→ EXERCISE INSTRUCTIONS: An image-free, word-for-word version of the records below is to be returned.

[[ DATA UNDER STUDY open ]]

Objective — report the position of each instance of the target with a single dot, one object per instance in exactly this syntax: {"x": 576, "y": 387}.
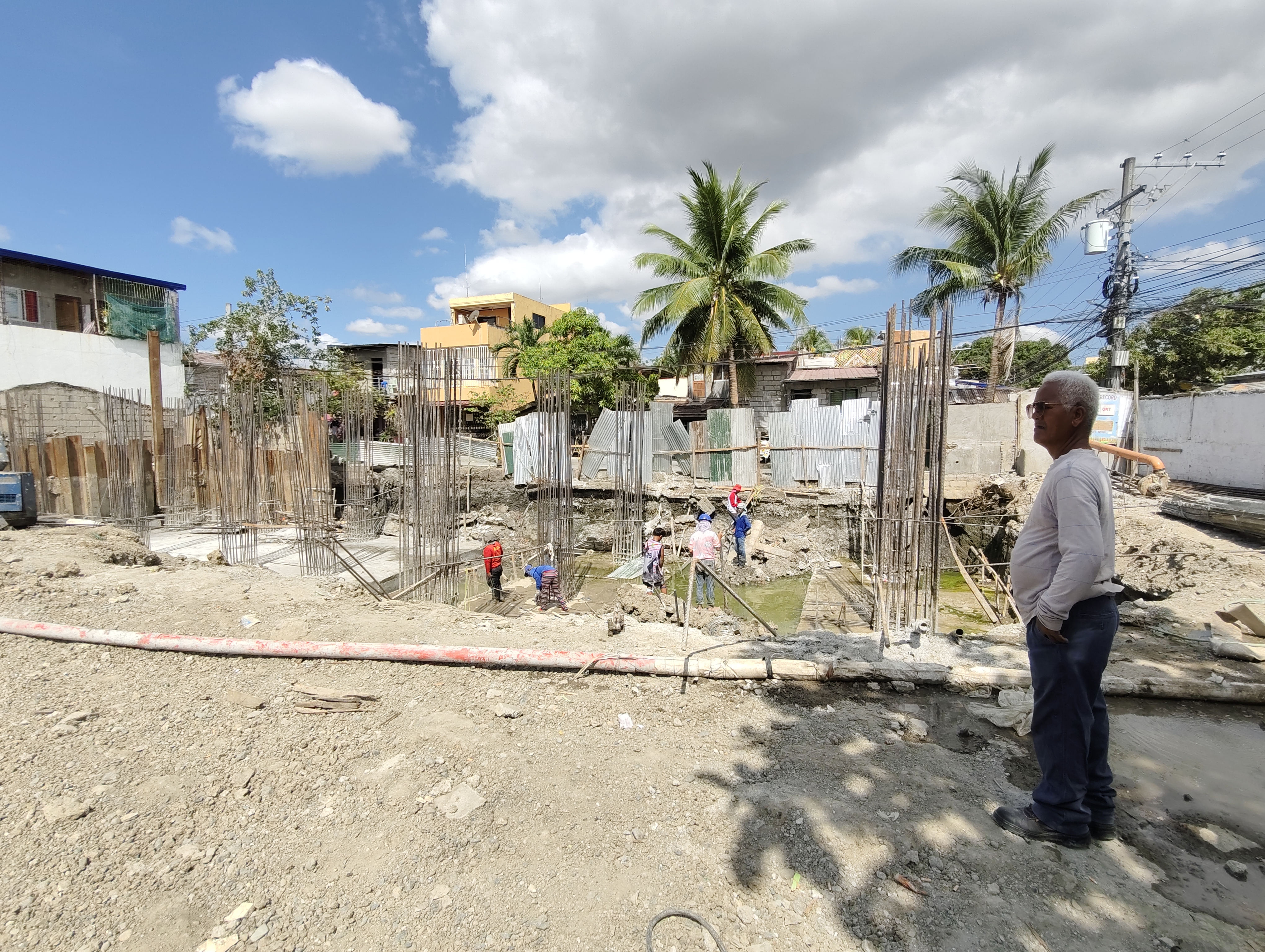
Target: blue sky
{"x": 357, "y": 148}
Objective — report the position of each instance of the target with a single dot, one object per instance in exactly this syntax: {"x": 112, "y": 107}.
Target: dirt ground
{"x": 144, "y": 806}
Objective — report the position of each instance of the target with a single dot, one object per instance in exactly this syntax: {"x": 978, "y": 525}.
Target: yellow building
{"x": 476, "y": 324}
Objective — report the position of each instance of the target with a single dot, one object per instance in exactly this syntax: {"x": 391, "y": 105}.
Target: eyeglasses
{"x": 1040, "y": 408}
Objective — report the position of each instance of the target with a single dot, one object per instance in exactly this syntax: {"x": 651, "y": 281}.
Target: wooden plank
{"x": 61, "y": 468}
{"x": 79, "y": 473}
{"x": 156, "y": 416}
{"x": 91, "y": 482}
{"x": 971, "y": 582}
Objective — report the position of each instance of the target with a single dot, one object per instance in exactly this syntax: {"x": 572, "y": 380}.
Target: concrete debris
{"x": 1239, "y": 870}
{"x": 65, "y": 808}
{"x": 461, "y": 803}
{"x": 1014, "y": 710}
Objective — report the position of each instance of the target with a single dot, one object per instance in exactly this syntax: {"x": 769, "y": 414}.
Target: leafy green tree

[[ DATA UNDER STUDY closed ]]

→ TASK RESULT:
Objective — report the position of each instance of the target with a single dot, one object per instance in exactly this syntax: {"x": 576, "y": 387}.
Target: blue sky
{"x": 357, "y": 148}
Objective — report the position of each instance of the target with a single dot, one object per instance in exactly this syntax: {"x": 112, "y": 107}.
Target: dirt ground
{"x": 144, "y": 806}
Objective — report the position of each instance of the target with a single dot, one object per instance in exactly this syntax: {"x": 978, "y": 525}.
Target: yellow building
{"x": 476, "y": 324}
Objective — report the position of each instance of the target with a single dot, one object per instance in exactly this syntax: {"x": 391, "y": 105}.
Target: eyeglasses
{"x": 1040, "y": 408}
Objective — report the position of each instance of the target with a single dot, one object per instance in exactly this syntax: {"x": 651, "y": 281}.
Target: wooden plank
{"x": 61, "y": 468}
{"x": 79, "y": 473}
{"x": 156, "y": 416}
{"x": 91, "y": 482}
{"x": 971, "y": 582}
Objective — report the position of each instance of the target with a single dot, one object per instance in exactly this syntax: {"x": 572, "y": 380}.
Target: concrete debris
{"x": 1239, "y": 870}
{"x": 65, "y": 808}
{"x": 461, "y": 803}
{"x": 1014, "y": 710}
Objective — report the position of each instance of the target with a single dot, one object per instance in exactly this syntax: {"x": 769, "y": 414}.
Target: leafy green tree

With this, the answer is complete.